MATERIAL FOR THIS EXERCISE:
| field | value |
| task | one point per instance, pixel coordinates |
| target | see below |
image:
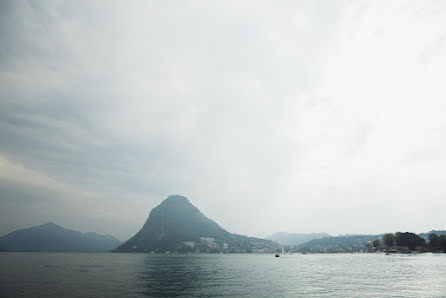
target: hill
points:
(178, 226)
(350, 243)
(51, 238)
(294, 239)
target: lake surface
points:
(207, 275)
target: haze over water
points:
(247, 275)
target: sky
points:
(295, 116)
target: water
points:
(244, 275)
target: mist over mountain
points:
(178, 226)
(294, 239)
(51, 238)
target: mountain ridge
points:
(177, 225)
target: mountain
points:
(294, 239)
(349, 243)
(178, 226)
(51, 237)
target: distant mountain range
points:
(294, 239)
(53, 238)
(178, 226)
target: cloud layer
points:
(296, 116)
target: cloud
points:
(293, 110)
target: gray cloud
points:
(305, 116)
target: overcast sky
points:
(299, 116)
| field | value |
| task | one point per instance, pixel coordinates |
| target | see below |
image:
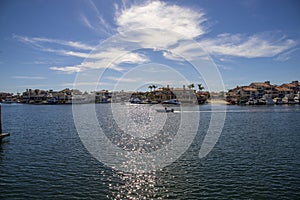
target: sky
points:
(128, 45)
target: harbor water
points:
(255, 157)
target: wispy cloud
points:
(123, 80)
(30, 77)
(149, 21)
(39, 41)
(253, 46)
(96, 21)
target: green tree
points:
(200, 87)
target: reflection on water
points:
(135, 186)
(256, 157)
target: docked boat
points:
(165, 110)
(268, 100)
(172, 102)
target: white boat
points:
(165, 110)
(268, 100)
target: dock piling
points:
(2, 135)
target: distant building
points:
(257, 90)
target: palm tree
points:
(200, 87)
(154, 86)
(191, 86)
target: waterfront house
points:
(185, 95)
(262, 88)
(293, 86)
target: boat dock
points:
(2, 135)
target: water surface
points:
(256, 157)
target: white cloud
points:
(111, 58)
(159, 25)
(259, 45)
(122, 79)
(39, 41)
(160, 15)
(29, 77)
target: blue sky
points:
(129, 44)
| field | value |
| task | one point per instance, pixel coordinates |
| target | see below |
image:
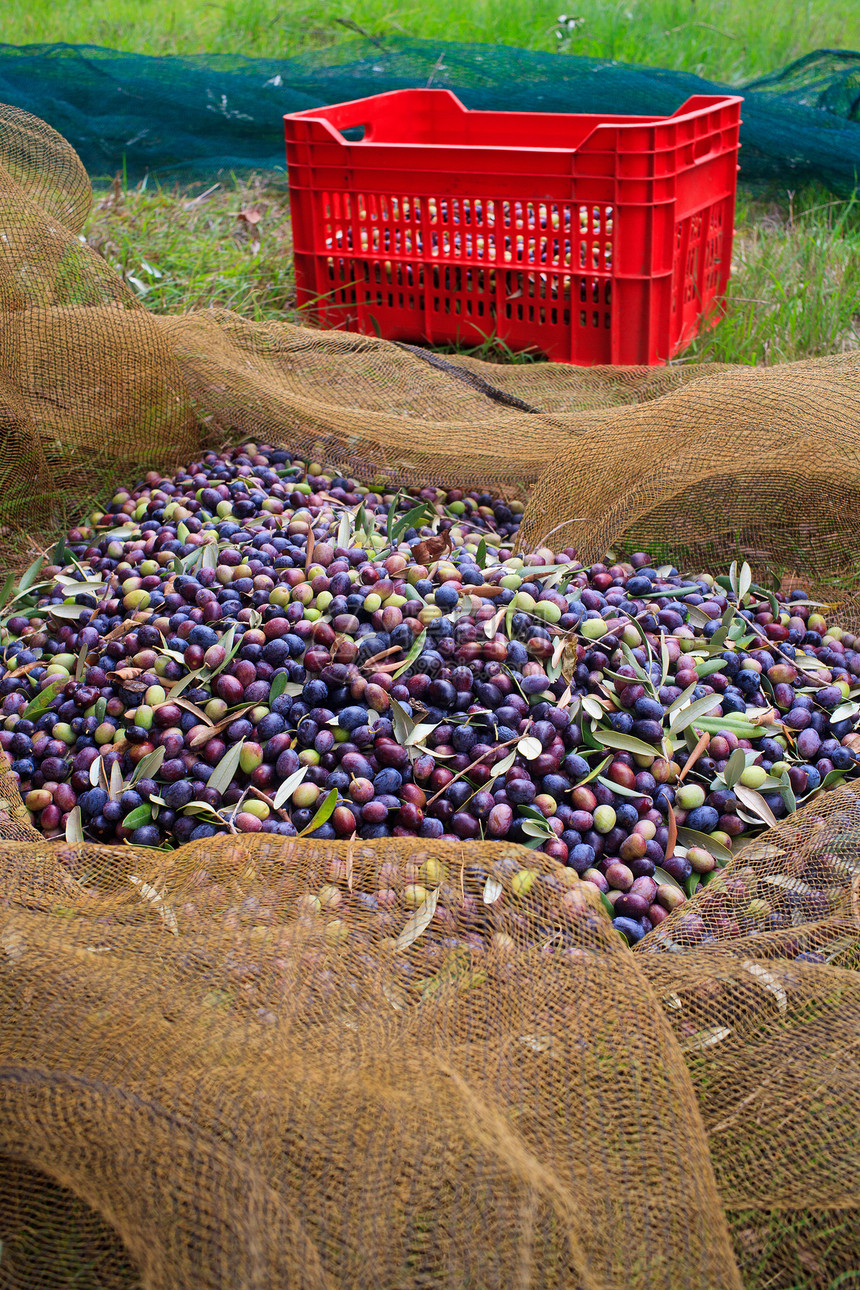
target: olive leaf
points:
(624, 742)
(665, 879)
(322, 813)
(281, 684)
(147, 766)
(735, 768)
(344, 530)
(754, 803)
(222, 775)
(503, 766)
(595, 710)
(30, 575)
(685, 717)
(620, 788)
(231, 645)
(695, 617)
(493, 889)
(74, 827)
(43, 701)
(115, 790)
(418, 921)
(658, 594)
(418, 645)
(694, 837)
(707, 667)
(139, 815)
(197, 674)
(531, 828)
(718, 640)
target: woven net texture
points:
(205, 1080)
(208, 116)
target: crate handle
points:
(355, 133)
(704, 148)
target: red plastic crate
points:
(591, 239)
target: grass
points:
(730, 40)
(794, 290)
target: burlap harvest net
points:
(203, 1085)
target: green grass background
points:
(722, 39)
(796, 275)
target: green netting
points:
(196, 118)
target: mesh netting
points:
(195, 118)
(258, 1061)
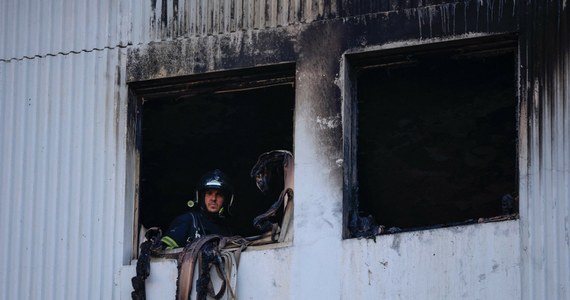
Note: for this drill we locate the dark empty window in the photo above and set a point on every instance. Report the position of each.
(186, 132)
(437, 138)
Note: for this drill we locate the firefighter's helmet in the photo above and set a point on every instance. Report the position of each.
(216, 179)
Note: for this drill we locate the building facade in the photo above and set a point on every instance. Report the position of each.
(75, 77)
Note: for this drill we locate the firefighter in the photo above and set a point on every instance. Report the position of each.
(214, 196)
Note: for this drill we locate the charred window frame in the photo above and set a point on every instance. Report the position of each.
(417, 120)
(179, 128)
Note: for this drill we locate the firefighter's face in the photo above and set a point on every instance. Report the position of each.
(213, 199)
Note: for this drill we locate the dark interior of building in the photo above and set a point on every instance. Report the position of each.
(185, 136)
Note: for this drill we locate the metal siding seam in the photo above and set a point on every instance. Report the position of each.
(40, 190)
(6, 199)
(3, 174)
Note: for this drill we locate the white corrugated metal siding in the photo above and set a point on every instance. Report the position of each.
(39, 28)
(545, 180)
(62, 170)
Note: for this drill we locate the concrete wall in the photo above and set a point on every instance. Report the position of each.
(469, 262)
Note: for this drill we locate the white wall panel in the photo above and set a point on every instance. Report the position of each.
(62, 193)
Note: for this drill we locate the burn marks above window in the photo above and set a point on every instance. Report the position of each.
(436, 138)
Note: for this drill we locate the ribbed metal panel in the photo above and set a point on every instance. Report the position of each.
(39, 28)
(545, 190)
(169, 19)
(62, 187)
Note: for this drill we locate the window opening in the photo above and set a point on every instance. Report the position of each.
(192, 126)
(436, 139)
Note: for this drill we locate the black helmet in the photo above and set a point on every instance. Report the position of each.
(216, 179)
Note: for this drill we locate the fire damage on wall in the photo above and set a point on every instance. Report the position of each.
(443, 114)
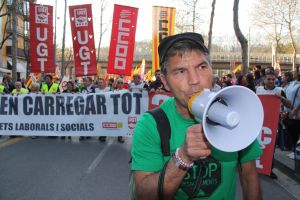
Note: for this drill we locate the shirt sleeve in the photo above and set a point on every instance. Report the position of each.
(250, 153)
(146, 151)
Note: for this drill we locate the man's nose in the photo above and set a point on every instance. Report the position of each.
(193, 77)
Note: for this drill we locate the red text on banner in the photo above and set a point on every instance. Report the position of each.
(41, 38)
(83, 40)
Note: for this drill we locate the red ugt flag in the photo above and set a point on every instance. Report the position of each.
(81, 20)
(41, 38)
(122, 40)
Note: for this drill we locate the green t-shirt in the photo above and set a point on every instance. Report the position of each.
(218, 175)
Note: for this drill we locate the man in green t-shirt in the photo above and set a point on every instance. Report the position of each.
(186, 69)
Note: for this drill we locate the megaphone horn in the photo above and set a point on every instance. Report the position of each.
(232, 118)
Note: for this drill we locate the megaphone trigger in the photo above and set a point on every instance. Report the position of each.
(223, 115)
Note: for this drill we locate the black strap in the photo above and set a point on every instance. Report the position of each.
(161, 181)
(164, 129)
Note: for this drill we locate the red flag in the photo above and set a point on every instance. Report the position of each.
(81, 20)
(41, 38)
(122, 40)
(267, 137)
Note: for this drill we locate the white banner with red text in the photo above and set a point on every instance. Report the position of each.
(101, 114)
(41, 38)
(267, 137)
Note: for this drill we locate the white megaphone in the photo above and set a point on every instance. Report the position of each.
(232, 118)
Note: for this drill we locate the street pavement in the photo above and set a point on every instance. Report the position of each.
(62, 169)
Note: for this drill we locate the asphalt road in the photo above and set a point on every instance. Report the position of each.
(56, 169)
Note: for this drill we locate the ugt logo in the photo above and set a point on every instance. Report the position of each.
(41, 15)
(80, 16)
(132, 122)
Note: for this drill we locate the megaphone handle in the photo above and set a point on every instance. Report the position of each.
(199, 178)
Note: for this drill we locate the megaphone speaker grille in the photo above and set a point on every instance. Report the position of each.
(247, 104)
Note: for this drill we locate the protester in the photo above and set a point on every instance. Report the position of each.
(35, 88)
(2, 88)
(284, 140)
(157, 85)
(258, 79)
(215, 87)
(48, 86)
(270, 89)
(229, 80)
(102, 88)
(137, 84)
(19, 89)
(237, 75)
(186, 70)
(118, 87)
(293, 94)
(8, 84)
(71, 88)
(250, 82)
(89, 87)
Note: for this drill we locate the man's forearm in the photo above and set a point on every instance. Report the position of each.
(147, 187)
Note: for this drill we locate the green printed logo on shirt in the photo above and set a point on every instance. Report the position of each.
(211, 174)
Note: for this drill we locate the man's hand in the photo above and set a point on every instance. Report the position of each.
(195, 145)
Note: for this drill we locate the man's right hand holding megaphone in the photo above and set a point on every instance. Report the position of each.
(213, 135)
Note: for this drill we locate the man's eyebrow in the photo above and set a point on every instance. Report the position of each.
(202, 63)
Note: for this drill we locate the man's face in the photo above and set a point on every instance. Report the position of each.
(187, 75)
(101, 84)
(18, 86)
(48, 80)
(136, 79)
(157, 76)
(269, 81)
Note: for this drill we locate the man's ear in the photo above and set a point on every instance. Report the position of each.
(163, 79)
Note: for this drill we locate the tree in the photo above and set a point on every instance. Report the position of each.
(278, 18)
(188, 18)
(211, 24)
(14, 47)
(241, 38)
(5, 34)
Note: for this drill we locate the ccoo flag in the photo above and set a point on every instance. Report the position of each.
(162, 26)
(122, 40)
(81, 19)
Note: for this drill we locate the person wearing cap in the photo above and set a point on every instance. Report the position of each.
(186, 70)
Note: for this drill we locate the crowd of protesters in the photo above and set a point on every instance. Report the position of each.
(266, 79)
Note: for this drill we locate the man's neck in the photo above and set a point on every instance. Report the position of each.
(183, 111)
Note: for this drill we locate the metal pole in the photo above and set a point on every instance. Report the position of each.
(14, 47)
(55, 34)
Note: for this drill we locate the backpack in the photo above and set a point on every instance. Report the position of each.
(164, 129)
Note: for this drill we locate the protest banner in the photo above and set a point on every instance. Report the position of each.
(267, 137)
(122, 40)
(162, 26)
(101, 114)
(81, 20)
(41, 38)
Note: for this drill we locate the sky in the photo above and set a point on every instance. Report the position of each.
(223, 24)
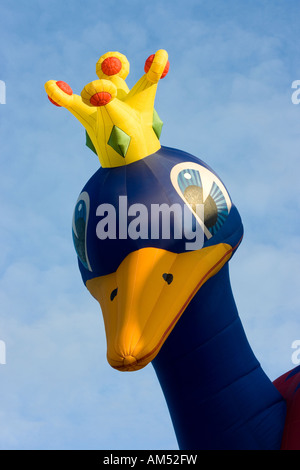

WORK TASK: Search the entries above for "netting". Show every line that has it.

OUTPUT OF THE EXERCISE:
target: green netting
target: mesh netting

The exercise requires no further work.